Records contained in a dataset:
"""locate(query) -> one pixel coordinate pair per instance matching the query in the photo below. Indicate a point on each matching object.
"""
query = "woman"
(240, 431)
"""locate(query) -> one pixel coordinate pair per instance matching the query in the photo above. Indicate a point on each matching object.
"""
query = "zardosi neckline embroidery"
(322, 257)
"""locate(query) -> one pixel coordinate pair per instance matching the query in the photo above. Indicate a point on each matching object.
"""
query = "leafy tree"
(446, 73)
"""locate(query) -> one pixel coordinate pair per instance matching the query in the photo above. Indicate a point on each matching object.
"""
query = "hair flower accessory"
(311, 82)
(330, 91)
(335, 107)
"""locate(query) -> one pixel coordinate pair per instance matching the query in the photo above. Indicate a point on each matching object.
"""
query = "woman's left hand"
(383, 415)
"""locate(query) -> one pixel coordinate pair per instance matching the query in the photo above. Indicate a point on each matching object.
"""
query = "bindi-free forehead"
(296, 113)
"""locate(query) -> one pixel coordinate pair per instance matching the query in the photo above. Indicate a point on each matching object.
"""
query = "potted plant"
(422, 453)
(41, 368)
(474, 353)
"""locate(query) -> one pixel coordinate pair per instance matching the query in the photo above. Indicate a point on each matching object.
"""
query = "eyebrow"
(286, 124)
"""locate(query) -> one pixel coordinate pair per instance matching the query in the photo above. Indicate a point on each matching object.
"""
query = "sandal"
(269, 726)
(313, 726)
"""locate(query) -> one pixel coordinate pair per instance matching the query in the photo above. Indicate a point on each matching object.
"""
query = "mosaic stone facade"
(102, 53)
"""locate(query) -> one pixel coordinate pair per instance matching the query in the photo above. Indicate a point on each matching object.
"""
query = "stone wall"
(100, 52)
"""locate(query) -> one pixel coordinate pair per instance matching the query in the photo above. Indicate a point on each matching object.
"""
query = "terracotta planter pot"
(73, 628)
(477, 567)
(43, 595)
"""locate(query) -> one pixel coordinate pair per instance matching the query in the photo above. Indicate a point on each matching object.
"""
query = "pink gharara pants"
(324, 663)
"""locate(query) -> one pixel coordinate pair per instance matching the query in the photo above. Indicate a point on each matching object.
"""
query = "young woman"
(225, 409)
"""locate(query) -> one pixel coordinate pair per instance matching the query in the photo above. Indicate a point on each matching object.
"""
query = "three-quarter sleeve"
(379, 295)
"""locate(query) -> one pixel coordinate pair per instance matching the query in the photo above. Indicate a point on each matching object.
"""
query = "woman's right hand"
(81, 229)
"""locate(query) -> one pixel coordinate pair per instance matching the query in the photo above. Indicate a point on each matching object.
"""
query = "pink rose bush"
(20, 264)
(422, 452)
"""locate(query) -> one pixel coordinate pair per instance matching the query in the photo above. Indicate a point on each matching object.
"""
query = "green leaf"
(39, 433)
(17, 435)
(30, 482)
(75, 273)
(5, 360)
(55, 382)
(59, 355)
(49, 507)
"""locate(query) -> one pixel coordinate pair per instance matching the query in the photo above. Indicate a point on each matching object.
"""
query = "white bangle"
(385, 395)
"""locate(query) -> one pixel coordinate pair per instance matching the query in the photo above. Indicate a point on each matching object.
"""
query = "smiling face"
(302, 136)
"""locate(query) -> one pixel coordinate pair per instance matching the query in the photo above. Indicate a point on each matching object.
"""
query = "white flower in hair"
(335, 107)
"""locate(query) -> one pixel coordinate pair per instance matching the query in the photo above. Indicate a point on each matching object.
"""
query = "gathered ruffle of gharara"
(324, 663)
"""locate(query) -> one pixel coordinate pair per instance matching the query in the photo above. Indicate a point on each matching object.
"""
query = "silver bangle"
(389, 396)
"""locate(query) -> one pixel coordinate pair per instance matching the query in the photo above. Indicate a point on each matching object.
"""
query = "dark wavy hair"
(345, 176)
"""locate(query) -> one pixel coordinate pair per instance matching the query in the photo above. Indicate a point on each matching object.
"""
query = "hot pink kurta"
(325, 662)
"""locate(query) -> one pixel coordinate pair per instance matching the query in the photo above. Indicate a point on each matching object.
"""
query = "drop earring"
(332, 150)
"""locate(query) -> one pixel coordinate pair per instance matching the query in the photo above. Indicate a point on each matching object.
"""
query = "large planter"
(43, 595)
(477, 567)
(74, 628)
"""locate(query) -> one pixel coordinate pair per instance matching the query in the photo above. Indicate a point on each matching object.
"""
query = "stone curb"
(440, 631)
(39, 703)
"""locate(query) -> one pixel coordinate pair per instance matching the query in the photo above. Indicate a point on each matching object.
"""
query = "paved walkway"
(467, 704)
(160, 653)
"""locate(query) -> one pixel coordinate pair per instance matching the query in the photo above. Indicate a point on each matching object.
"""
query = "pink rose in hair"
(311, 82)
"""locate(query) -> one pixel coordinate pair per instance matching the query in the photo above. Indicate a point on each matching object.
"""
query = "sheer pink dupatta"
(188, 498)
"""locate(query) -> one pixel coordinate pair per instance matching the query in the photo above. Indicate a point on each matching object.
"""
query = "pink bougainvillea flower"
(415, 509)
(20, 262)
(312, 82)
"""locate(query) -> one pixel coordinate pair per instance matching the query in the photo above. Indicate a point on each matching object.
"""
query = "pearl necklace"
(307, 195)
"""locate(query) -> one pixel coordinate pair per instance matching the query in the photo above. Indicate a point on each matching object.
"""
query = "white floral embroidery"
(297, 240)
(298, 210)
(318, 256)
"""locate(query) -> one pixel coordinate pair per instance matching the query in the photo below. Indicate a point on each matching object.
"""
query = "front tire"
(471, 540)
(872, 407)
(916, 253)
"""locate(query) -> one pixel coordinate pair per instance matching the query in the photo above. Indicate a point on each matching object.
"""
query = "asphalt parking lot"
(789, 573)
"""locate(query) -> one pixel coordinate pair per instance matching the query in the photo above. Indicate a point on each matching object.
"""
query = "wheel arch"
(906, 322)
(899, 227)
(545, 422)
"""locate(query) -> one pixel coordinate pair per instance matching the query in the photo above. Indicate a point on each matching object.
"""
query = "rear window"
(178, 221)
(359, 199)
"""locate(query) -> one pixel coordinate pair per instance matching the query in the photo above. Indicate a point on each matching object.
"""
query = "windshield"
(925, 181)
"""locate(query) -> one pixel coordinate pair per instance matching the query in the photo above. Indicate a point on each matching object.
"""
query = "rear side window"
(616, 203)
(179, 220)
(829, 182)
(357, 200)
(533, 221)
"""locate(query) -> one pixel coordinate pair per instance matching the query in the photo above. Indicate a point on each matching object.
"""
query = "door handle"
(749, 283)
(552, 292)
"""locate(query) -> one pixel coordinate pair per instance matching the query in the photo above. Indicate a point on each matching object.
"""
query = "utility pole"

EXERCISE INSTRUCTIONS:
Reproduce the records in full, exactly as written.

THE COMPLETED TASK:
"""locate(query) -> one pixel coordinate pair per instance matching the query in the photo below. Indicate a point on each matching object.
"""
query = "woman"
(240, 431)
"""locate(query) -> one pixel coordinate pair per instance matching the query in the photo above. Indicate a point on each matching object.
"""
query = "zardosi neckline embroidery"
(322, 257)
"""locate(query) -> one pixel coordinate pair per instance matching the query in the photo above. Indicate a point on each matching object.
"""
query = "leafy tree"
(446, 73)
"""locate(query) -> one pixel coordinate pair per instance matching the query in the photo above. Indicate a point on each matching object.
"""
query = "hair flower accessory"
(311, 82)
(330, 91)
(335, 107)
"""locate(query) -> one pixel coordinate pair per instance matching the query in the photo above. Indicate a point on each matching object.
"""
query = "woman's left hand"
(383, 415)
"""locate(query) -> one pixel coordinate pair per instance matching the query in the photo above. Indicate a point on each matching object.
"""
query = "bindi-free forehead"
(296, 113)
"""locate(query) -> one pixel coordinate pair per instance matching the query in the photo above. Indicate a point on each matching object.
"""
query = "potted plant"
(422, 453)
(41, 368)
(474, 353)
"""locate(query) -> one pixel coordinate pair per instance matching the query in the photo above. Indicate a point on each matching object.
"""
query = "eyebrow"
(286, 124)
"""locate(query) -> one pixel coordinate pair per instance matching the query in the photo above. Indicate a point on each matching object.
"""
query = "sandal"
(269, 726)
(313, 726)
"""locate(query) -> one pixel coordinate pair per instance matching the query in the photo above. Indicate a point on each matching object.
"""
query = "mosaic stone facade"
(102, 53)
"""locate(query) -> one pixel coordinate pair per instance matching the query in the photo above. Indicate a point on each matching object.
"""
query = "stone wall"
(100, 52)
"""locate(query) -> one pixel coordinate pair per instance matching the query in the photo above. Indicate a point on each matching object.
"""
query = "terracotta planter pot"
(73, 628)
(477, 567)
(43, 595)
"""locate(query) -> one pixel coordinate pair per instance matching the query in the photo above. Indicate a point on each matching object.
"""
query = "pink gharara pants"
(324, 663)
"""locate(query) -> one pixel coordinate pair per instance matching the query in the photo above. Indicate a point on each matching object.
"""
query = "young woman"
(225, 409)
"""locate(query) -> one pixel coordinate pair per instance matching the query in the photo above. Indicate a point on each matching object.
"""
query = "three-quarter sleeve"
(379, 295)
"""locate(query) -> one pixel coordinate pair per instance matching the query in the photo above. Indicate a point on each matching object.
"""
query = "woman's right hand"
(81, 229)
"""locate(query) -> one pixel coordinate pair per instance matching the query in the photo above. Indicate a point on each matching object.
"""
query = "pink rose bush"
(20, 264)
(422, 452)
"""locate(query) -> one pixel coordinate pair per instance matching the query in the photo above. Indicate a point on each matching object.
"""
query = "green leaf"
(39, 433)
(17, 435)
(30, 482)
(75, 273)
(5, 360)
(55, 382)
(59, 355)
(49, 507)
"""locate(query) -> one pixel coordinate pair per instance matching the query in the photo above. Indicate a point on each matching object.
"""
query = "white bangle"
(385, 395)
"""locate(query) -> one pixel coordinate pair per instance matching the query in the photo above. Indicate a point on each matching object.
"""
query = "smiling face"
(302, 136)
"""locate(query) -> one pixel coordinate pair per instance matching the query in the photo above. Indicate a point on each matching object.
"""
query = "white flower in hair"
(335, 107)
"""locate(query) -> one pixel coordinate pair per instance matching the query in the photo above. Indicate a point on each matching object.
"""
query = "gathered ruffle of gharara"
(324, 663)
"""locate(query) -> one pixel coordinate pair per instance matching the query in the photo above. Indicate a point on each matching object.
"""
query = "silver bangle"
(389, 396)
"""locate(query) -> one pixel coordinate pair per instance matching the query in the photo above. Indicate a point on each matching object.
"""
query = "dark wavy hair"
(345, 176)
"""locate(query) -> one pixel coordinate pair per instance matching the query in the photo above. Indicate a point on each matching object.
"""
query = "hot pink kurta"
(325, 662)
"""locate(query) -> one pixel coordinate pair per instance matching the query in the photo above. Indicate a point on each matching object.
"""
query = "drop earring"
(332, 150)
"""locate(query) -> one pixel coordinate pair per instance matching the query in the photo above. Indicate a point on each matching object.
"""
query = "large planter"
(43, 595)
(477, 567)
(74, 628)
"""locate(query) -> one pixel coordinate pair per instance matching the query in the photo above. Indicate a point on each matching object.
"""
query = "stone curb"
(440, 631)
(39, 703)
"""locate(query) -> one pixel coordinate pair per instance matching the query in the photo above. Indicate a point on each matching object.
"""
query = "paved walkway"
(467, 704)
(160, 653)
"""locate(query) -> one pixel coordinate pair per instance matching the query in the photo above. Indicate a point on each matching object.
"""
query = "pink rose in hair"
(311, 82)
"""locate(query) -> one pixel coordinate pair per instance matching the query in the photo above. Indicate a point on each matching object.
"""
query = "sheer pink dupatta"
(188, 498)
"""locate(query) -> one pixel coordinate pair per instance matching the query in the photo above. Indicate a point on each matching object.
"""
query = "pink bougainvillea flower"
(415, 509)
(20, 262)
(312, 82)
"""locate(query) -> one pixel coordinate pair per instance matching the query in the photo above. Indicate a point on each matching object.
"""
query = "pearl necklace"
(307, 195)
"""locate(query) -> one pixel coordinate pair per instance matching the query in the photo above. Indicate a point on each matching object.
"""
query = "white floral embroidery"
(297, 240)
(298, 210)
(318, 256)
"""locate(query) -> one pixel coordinate pair per instance matching the query in the photo below. Indicate a point on each matching object.
"""
query = "front tire"
(471, 540)
(872, 407)
(916, 253)
"""locate(query) -> one pixel coordinate pair per instance matching the query in the photo above. Indicate a point on each matching object.
"""
query = "asphalt parking lot"
(789, 573)
"""locate(query) -> one pixel coordinate pair per instance matching the query in the photo above. Indicate a point on each matching object.
"""
query = "wheel arch"
(906, 322)
(899, 227)
(545, 422)
"""locate(query) -> one pixel coordinate pair per instance matching the query in the photo above. Indicate a point on each matching object.
"""
query = "rear window"
(178, 221)
(359, 199)
"""locate(query) -> one pixel coordinate pair per instance matching the query in the photo above. Indicate a point on each matching object.
"""
query = "windshield"
(925, 181)
"""locate(query) -> one pixel coordinate pair per instance matching the query in the photo above. Indicate a point on each matching object.
"""
query = "rear side window"
(616, 203)
(179, 220)
(829, 182)
(357, 200)
(533, 221)
"""locate(query) -> one pixel coordinate pair per instance matching the query in the photo above. Indicate a point on each matching object.
"""
query = "door handle"
(749, 283)
(552, 292)
"""locate(query) -> one pixel coordinate pair per instance matching the query in the photo above. Indicate a point on each matching object.
"""
query = "utility pole"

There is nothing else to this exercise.